* START SUPPLIED DATA *

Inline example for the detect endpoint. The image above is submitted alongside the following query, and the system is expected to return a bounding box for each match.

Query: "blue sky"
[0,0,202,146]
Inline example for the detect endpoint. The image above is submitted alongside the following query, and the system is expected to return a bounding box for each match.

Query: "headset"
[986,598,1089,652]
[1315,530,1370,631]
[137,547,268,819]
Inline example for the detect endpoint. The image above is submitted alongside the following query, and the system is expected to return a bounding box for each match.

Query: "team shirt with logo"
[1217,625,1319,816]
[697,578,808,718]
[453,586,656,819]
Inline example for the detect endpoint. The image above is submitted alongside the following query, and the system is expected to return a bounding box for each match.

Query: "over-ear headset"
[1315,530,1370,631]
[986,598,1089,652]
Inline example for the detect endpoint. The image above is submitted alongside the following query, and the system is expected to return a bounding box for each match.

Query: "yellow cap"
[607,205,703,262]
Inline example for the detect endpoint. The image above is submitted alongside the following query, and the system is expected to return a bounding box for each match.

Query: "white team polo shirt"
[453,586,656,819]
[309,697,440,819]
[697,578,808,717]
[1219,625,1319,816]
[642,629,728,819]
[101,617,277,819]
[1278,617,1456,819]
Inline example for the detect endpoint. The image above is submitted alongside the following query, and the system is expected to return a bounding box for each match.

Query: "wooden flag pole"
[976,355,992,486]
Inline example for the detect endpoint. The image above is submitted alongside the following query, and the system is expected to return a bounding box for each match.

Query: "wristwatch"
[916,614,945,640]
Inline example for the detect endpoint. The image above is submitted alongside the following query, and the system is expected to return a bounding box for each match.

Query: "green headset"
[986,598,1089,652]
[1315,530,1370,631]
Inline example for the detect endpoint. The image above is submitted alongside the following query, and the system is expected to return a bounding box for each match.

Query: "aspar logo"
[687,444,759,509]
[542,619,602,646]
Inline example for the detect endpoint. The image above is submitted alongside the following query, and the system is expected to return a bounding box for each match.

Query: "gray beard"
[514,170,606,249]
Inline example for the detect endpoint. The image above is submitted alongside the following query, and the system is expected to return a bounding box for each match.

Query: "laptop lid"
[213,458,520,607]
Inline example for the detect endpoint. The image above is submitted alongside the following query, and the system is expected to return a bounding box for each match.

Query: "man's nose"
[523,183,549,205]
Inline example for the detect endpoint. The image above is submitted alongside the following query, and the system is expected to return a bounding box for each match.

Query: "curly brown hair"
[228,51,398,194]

* END SUPPLIED DATA *

TASK DIRECTIONS
Write out all of the data above as a two-column CSV with the headers input_text and expected_output, one row per text-and-answer pair. Quote each field and replace its line breaks with spaces.

WRITTEN REPLY
input_text,expected_output
"Inline example for the detect endpoint. The image above is submitted alongside the following query, and the system is expected to return a bounding box for each match. Query: ""blue sky""","[0,0,202,146]"
"Inline example for the detect endpoint. The image above is submitted alongside the following query, and the system is expected to return a bounding box for each match. Query: ""headset""","[986,598,1089,652] [1315,530,1370,631] [137,547,268,819]"
"Inline example for the detect endpoint. The image above is submitted alongside the following query, and the system is expected to return a bounding box for each match. Query: ""team shirt with logo""","[1217,625,1319,816] [697,578,808,718] [453,586,656,819]"
"Inline example for the detect endpoint. The image above is submitted alongside the following query, and the system is expected to return a bounding box for each match. Query: ""over-ear headset""","[1315,530,1370,631] [986,598,1089,652]"
"Inline example for the detect endpoint. The image above is submitted alongside the following query, and the system is expected to return a bounding box for each match. Query: ""yellow cap""","[607,205,703,262]"
"Inline example for the detect endpoint. The image above is submitted alongside the following query, and the system is expected to return a bounding box for each match. Query: ""white team polo shirt""","[453,586,656,819] [309,697,440,819] [697,578,808,717] [1219,625,1319,816] [642,629,728,819] [101,617,277,819] [1278,617,1456,819]"
"Inline example for the detect endpoint. The image above is submitted alongside the following query, and the system is expected to return a bounding box for each match. Query: ""wooden flag pole""","[976,355,992,486]"
"Inline example for the detect endpoint. The image above is submitted alongside the following query, and the system is expected to return a bounding box for each match. Query: ""wristwatch""","[916,614,945,640]"
"Inline example for the detect endpoint. The image above is submitted alongside the following query, and the system is expected to return a bounding box for each match. Query: ""green headset""","[986,598,1089,652] [1315,530,1370,631]"
"Inline example for the detect endpoint. The image above is submitted alongside the following query, and the system is expected to return a bounding box for each match. Query: ""aspar logo""","[687,444,759,509] [542,619,602,646]"
"Inline example for the detect endpoint. The image above is submitted alongside the following query, and the system is expected to return a bounding box for each match. Query: ""gray beard""","[514,170,606,249]"
"Inline example for the detect endpoint. The image above is submitted alongside the following query, and the system is expected to return a bounding box for each match. Query: ""laptop lid""","[213,458,520,607]"
"Inline example for the detect endpoint. The image above is submitted alongside the following query, and the system is expected to return a bounding box for each match. Query: ""man's nose""","[523,183,549,205]"
"Inline example for the detect endpoint. The image above is submitted alongside the following query, and the system is expected to return a bounding box for each match. Query: ""curly brown hair""","[228,51,398,194]"